### Reading text

As a CSA, I've seen many robots that didn't move or stopped moving, and the field is the easiest element to point to, but in my experience, it is rarely the issue -- exceptions are damaged field cables and connectors and some late night debug sessions where zero robots could connect that required a reset of the access point. Hopefully the charts tab, especially if the code is instrumented, will help hilight the SW, radio, electrical, and other issues for quicker debugging and resolution. And in those rare situations when the field or field radio are to blame, I hope the charts tab on the various robots helps that debugging as well. If anyone has a mysterious match that didn't go well, I'll be happy to review the log/tea leaves and see if we can shed some light. The log file viewer is in the Program Files/FRC Driver Station folder, and the logs are in the Public Users/Documents/FRC/Logs folder. To log to flash from any of the languages, you should be able to use the file I/O APIs. I know this work on C++ and LV, and I'm pretty sure it works on Java, but I can't verify it. Greg McKaskle |
Re: Control System Design Contest Proposal
I'd propose the TI Beagle Bone and this Wifi device rovingnetworks.com RN_121.
The TI Beagle Bone boots in under three seconds. It is a full Linux system inside. The thing I like is the Node.js using the Cloud9 IDE. But you could program in the language of your choice. $90. The RN 121 is a WiFi device that has digital inputs and outputs, analog inputs and a UART for data streams. $40 The Bone isn't going to do onboard video processing, on the other hand there are lots of better add in hardware that would be able to do that. Nice thing about the Bone someone smart could put a image processor on a "cape". If you want a few more CPU cycles then the Beagle Board is a better choice at about $180 |
Re: Control System Design Contest Proposal
I was just reading about the BeagleBone yesterday, and I thought I saw boot time of closer to one minute. I googled and found a pared down custom kernel boot time of 15 seconds. Do you have a source for the three second boot?

### Given task a
In the records below, begin at the line that has "Target: tree branch" and stop after the line that has "21), (41, 75)]". Give those lines again word for word, both ends included.

### Raw data
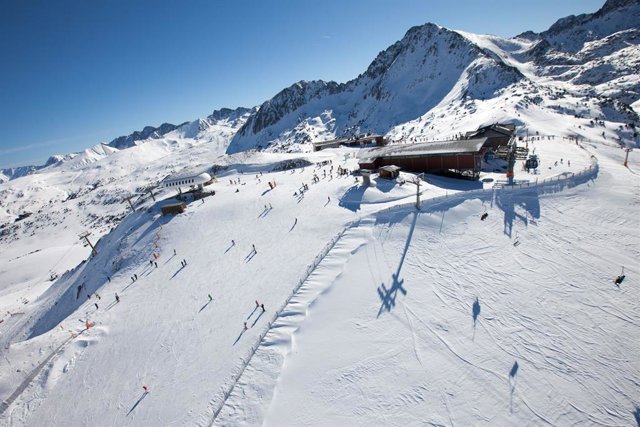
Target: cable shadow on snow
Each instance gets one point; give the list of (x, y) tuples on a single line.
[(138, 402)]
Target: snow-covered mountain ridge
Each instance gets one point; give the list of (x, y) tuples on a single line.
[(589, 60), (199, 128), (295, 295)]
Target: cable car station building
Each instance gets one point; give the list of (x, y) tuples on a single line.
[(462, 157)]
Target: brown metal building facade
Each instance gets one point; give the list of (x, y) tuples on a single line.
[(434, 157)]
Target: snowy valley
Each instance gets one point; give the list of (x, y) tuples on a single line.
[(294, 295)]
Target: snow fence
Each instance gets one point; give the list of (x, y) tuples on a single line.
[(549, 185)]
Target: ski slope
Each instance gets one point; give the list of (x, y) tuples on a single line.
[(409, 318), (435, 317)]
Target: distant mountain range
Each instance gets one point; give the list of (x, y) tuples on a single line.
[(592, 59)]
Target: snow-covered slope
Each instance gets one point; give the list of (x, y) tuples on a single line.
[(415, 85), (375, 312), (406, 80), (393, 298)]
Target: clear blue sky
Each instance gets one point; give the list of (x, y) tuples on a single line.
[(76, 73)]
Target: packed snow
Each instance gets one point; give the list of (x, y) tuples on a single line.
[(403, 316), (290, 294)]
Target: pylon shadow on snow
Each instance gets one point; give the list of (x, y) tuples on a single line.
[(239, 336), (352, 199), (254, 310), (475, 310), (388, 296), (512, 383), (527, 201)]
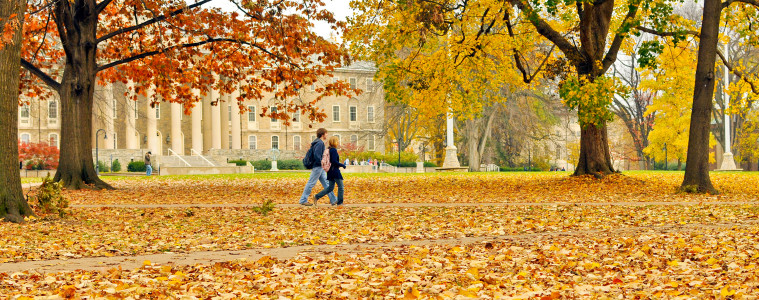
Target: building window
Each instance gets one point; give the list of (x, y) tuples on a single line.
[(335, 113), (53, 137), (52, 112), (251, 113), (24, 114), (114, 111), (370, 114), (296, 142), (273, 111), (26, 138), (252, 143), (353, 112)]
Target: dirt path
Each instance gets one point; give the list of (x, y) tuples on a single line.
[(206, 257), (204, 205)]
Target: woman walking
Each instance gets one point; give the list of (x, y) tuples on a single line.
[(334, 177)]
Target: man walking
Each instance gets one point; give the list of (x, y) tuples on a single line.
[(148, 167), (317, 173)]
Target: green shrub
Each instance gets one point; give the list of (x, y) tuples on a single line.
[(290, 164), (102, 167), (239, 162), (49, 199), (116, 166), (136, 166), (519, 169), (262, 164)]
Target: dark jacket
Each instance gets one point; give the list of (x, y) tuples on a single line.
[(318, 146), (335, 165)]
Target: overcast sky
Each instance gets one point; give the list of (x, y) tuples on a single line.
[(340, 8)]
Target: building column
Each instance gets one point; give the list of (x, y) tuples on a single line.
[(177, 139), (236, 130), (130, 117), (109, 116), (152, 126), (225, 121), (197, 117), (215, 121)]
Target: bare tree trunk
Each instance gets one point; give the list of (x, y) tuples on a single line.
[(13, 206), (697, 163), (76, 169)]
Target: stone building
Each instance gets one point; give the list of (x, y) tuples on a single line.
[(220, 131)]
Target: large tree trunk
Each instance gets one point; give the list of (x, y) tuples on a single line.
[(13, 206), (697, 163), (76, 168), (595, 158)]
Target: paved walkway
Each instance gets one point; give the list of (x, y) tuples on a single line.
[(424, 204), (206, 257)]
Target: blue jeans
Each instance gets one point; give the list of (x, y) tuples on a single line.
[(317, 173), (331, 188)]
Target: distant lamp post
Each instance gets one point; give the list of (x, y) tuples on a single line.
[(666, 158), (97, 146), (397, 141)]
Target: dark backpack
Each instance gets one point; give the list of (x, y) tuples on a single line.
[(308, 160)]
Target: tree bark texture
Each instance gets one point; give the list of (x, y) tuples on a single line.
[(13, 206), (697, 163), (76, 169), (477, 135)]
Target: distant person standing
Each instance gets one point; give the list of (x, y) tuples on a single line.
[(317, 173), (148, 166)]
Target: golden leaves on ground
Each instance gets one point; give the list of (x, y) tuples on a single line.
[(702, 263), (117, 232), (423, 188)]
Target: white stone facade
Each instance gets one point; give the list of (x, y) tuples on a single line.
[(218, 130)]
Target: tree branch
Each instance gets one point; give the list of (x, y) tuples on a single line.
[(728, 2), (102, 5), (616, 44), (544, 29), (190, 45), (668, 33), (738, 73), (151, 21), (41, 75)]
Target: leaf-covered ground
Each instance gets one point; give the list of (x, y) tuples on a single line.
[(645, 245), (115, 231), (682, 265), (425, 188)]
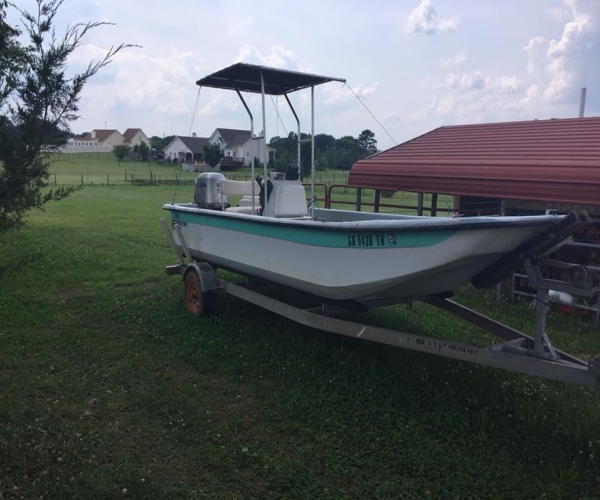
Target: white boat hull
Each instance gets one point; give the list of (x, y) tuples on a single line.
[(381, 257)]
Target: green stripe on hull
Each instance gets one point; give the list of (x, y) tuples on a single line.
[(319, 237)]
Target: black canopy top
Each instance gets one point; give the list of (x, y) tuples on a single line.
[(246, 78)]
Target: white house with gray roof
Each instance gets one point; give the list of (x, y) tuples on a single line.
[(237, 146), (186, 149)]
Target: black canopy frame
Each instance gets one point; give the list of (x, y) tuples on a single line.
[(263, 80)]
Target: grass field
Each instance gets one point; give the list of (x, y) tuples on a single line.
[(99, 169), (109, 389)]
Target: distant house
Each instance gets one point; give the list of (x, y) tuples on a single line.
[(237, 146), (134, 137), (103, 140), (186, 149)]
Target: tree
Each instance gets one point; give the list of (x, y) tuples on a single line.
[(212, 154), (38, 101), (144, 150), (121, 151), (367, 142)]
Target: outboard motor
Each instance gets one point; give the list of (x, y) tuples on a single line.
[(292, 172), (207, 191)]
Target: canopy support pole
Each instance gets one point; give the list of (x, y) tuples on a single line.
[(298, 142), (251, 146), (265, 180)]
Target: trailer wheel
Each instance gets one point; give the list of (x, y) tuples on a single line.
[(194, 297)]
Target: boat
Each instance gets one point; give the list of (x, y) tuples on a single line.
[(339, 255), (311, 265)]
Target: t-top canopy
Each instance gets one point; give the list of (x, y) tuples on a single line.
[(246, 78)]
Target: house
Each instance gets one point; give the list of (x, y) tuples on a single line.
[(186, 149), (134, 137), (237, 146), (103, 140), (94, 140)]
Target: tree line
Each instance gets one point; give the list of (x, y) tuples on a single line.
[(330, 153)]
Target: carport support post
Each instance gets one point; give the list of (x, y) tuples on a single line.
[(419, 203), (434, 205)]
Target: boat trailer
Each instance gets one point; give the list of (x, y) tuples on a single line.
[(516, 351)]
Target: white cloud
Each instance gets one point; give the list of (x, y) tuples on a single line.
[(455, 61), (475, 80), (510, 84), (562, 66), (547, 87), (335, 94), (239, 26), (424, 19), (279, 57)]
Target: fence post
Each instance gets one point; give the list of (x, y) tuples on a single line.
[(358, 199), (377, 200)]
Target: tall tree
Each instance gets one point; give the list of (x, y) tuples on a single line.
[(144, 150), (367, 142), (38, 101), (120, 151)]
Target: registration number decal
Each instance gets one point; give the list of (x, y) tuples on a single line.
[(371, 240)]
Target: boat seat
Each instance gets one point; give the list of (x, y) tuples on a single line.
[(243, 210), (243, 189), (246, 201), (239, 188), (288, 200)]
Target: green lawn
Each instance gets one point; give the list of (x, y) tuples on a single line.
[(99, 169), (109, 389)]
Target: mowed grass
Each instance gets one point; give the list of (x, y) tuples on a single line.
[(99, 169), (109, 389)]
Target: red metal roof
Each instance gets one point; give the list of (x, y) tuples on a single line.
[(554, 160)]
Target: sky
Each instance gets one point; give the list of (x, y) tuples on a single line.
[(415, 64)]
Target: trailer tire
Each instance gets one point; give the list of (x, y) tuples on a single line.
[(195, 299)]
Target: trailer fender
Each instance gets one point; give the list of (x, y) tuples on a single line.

### Given task b
Transcribe the entire forum thread above, word for word.

### Worked answer a
Target: tree branch
Each instance gets one point; give the list of (x, y) tuples on a single line.
[(728, 2), (102, 5), (616, 44), (544, 29), (190, 45), (668, 33), (738, 73), (151, 21), (41, 75)]

### Worked answer b
As a CSA, I've seen many robots that didn't move or stopped moving, and the field is the easiest element to point to, but in my experience, it is rarely the issue -- exceptions are damaged field cables and connectors and some late night debug sessions where zero robots could connect that required a reset of the access point. Hopefully the charts tab, especially if the code is instrumented, will help hilight the SW, radio, electrical, and other issues for quicker debugging and resolution. And in those rare situations when the field or field radio are to blame, I hope the charts tab on the various robots helps that debugging as well. If anyone has a mysterious match that didn't go well, I'll be happy to review the log/tea leaves and see if we can shed some light. The log file viewer is in the Program Files/FRC Driver Station folder, and the logs are in the Public Users/Documents/FRC/Logs folder. To log to flash from any of the languages, you should be able to use the file I/O APIs. I know this work on C++ and LV, and I'm pretty sure it works on Java, but I can't verify it. Greg McKaskle |
Re: Control System Design Contest Proposal
I'd propose the TI Beagle Bone and this Wifi device rovingnetworks.com RN_121.
The TI Beagle Bone boots in under three seconds. It is a full Linux system inside. The thing I like is the Node.js using the Cloud9 IDE. But you could program in the language of your choice. $90. The RN 121 is a WiFi device that has digital inputs and outputs, analog inputs and a UART for data streams. $40 The Bone isn't going to do onboard video processing, on the other hand there are lots of better add in hardware that would be able to do that. Nice thing about the Bone someone smart could put a image processor on a "cape". If you want a few more CPU cycles then the Beagle Board is a better choice at about $180 |
Re: Control System Design Contest Proposal
I was just reading about the BeagleBone yesterday, and I thought I saw boot time of closer to one minute. I googled and found a pared down custom kernel boot time of 15 seconds. Do you have a source for the three second boot?